→ WORK ITEM: Among the records, find the lines that hold the string "pigeons" and return them.
------ GIVEN INFORMATION
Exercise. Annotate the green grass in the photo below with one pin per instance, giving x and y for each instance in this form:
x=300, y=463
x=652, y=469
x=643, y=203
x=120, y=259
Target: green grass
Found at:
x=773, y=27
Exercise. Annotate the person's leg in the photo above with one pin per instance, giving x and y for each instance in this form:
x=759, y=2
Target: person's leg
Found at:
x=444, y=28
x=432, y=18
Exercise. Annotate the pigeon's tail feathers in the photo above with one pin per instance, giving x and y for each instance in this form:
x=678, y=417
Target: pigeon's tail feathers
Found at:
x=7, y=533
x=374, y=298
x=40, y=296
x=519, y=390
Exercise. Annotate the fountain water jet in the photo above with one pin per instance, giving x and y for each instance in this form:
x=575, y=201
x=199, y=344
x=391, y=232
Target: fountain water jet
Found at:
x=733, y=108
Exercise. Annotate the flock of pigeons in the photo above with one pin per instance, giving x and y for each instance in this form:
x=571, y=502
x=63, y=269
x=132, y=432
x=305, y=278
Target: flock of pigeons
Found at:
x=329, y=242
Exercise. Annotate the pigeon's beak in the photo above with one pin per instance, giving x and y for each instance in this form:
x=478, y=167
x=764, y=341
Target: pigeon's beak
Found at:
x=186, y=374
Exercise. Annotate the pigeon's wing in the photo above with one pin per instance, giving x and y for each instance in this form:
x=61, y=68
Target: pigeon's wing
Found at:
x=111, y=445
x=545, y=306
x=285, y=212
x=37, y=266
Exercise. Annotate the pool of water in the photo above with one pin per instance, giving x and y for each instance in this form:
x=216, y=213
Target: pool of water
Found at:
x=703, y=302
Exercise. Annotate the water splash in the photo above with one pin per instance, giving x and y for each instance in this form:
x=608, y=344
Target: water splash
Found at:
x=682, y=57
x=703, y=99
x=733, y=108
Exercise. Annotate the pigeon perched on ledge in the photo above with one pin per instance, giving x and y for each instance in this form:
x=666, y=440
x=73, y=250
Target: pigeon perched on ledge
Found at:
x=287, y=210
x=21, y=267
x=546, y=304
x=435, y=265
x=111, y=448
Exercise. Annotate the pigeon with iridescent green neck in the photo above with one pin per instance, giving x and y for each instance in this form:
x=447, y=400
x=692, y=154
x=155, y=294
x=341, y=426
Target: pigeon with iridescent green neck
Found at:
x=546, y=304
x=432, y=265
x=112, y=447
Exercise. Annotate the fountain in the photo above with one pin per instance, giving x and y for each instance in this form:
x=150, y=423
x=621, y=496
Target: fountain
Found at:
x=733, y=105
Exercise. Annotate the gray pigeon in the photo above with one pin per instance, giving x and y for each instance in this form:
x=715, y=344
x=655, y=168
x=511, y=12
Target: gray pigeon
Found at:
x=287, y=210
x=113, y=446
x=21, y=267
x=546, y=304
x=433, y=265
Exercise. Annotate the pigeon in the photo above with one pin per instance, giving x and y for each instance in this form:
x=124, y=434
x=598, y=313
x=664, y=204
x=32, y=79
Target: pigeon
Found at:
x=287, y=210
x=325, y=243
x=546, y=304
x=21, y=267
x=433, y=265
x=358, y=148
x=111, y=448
------------
→ SOLUTION BELOW:
Exercise. Annotate the flock of pigeons in the photo above with one pin per instance, giving x and y for each instance in this form:
Target: flock of pigeons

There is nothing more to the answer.